▶ _SHORT EXERCISE_:
Print the complete set of entries exactly.

=== EXTRACTED MATERIAL ===

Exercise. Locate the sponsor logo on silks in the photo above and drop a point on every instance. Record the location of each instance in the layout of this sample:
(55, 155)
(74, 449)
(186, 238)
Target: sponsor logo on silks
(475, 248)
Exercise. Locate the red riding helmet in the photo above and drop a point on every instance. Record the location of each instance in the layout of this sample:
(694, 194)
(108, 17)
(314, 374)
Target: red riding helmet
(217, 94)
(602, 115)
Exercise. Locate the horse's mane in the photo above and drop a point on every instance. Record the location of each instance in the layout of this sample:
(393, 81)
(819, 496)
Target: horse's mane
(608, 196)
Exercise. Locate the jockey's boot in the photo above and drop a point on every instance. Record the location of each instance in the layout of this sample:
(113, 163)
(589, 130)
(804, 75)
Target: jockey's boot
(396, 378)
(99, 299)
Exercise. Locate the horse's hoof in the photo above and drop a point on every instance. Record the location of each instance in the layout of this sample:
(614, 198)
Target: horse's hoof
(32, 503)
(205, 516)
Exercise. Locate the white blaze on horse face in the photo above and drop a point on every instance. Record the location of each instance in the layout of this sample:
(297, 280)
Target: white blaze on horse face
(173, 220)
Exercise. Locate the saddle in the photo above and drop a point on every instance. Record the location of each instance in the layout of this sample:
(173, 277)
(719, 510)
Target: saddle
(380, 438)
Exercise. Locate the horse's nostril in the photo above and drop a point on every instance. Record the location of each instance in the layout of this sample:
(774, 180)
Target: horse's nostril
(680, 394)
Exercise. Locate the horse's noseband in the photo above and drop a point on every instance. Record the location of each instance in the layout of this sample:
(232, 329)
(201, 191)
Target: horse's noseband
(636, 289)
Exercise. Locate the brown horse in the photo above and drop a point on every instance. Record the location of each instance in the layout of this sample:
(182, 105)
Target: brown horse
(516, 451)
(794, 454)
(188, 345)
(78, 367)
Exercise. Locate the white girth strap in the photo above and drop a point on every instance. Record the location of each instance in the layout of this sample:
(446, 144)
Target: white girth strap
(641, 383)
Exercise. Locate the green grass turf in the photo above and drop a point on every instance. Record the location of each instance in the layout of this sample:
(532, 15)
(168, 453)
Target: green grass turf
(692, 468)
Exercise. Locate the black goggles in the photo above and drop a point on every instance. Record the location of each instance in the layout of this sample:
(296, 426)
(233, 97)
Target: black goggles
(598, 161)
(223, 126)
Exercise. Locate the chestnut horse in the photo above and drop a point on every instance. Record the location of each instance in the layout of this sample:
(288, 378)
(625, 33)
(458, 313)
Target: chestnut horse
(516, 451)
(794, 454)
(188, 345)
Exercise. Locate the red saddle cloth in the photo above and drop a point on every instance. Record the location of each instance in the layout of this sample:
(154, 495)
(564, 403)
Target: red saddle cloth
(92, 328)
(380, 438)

===

▶ _EXERCISE ANSWER_:
Exercise. Locate the sponsor logo on silks in the photo above and drop a point on every instance. Record the location of each instance in the layout of this sample:
(55, 155)
(74, 449)
(186, 238)
Target: sponsor logo on silks
(475, 248)
Exercise. Locate the red riding helmet in the photo above and drop a point on every instance. Record the location of each instance in the layout of this sample:
(694, 194)
(108, 17)
(314, 374)
Target: red riding helmet
(217, 94)
(602, 115)
Exercise. Locate the horse's mane in the photo above and drop a point on every instance. Record the location of each instance in the layout of this sample:
(393, 81)
(819, 496)
Target: horse's mane
(608, 196)
Exercise. Locate the jockey's boot in the photo above and drop a point on every instance. Record the location of each instance in the layout of this sample:
(113, 163)
(589, 130)
(804, 75)
Target: jockey's boot
(396, 378)
(99, 299)
Exercise. Locate the horse's hoof in the photo above and drop a point on every instance. Record the location of each instance in the layout of this sample:
(614, 198)
Target: horse's hoof
(32, 503)
(205, 516)
Exercise. Locate the white blaze on horse face in the photo above and drop a point on every instance. Record the location of each instance in the layout of this sample:
(297, 280)
Target: white blaze on horse face
(173, 220)
Exercise. Locate the saddle in the photo above and drop a point on every instance. Record the location of each instance in the layout of this sample:
(173, 277)
(719, 510)
Target: saddle
(380, 438)
Exercise. Locate the horse's nostril in the photo above and drop a point on every instance. Record the location of each instance in the layout of this sample:
(774, 180)
Target: horse's nostril
(680, 394)
Exercise. Locate the horse's noseband in the photo above and drop a point on every instance. Record the location of each instance in the layout of this sample:
(232, 329)
(201, 191)
Target: horse's noseband
(636, 289)
Exercise. Locate the brown horse in the photo above and drop a point on every instance. Record the location of each instance in the layout of this sample:
(182, 105)
Target: brown horse
(516, 451)
(794, 454)
(188, 345)
(78, 367)
Exercise. Locate the white girth strap in the photo above and drop a point on every instance. Record the location of each instance in the layout of this sample:
(446, 144)
Target: white girth strap
(641, 383)
Exercise. Locate the green grass turf in the photo above and drop a point on every instance. Record the location of each instance in the layout of this sample:
(532, 15)
(168, 453)
Target: green grass turf
(692, 468)
Exercise. Locate the black goggles in the photo above and drop a point on every instance. Record the location of each instance in the layout of this sample:
(296, 426)
(233, 97)
Target: black goggles
(598, 161)
(223, 126)
Exercise. Locate the chestnut horse in the photo above and drop a point on every instance. Record the location of each instance in the layout of this sample:
(288, 378)
(625, 33)
(458, 313)
Target: chestnut horse
(516, 451)
(794, 454)
(188, 345)
Exercise. Locate the red saddle cloth in the photo above and drop a point on every instance. Record the location of each instance in the layout of this sample:
(154, 495)
(564, 403)
Target: red saddle cloth
(92, 328)
(380, 438)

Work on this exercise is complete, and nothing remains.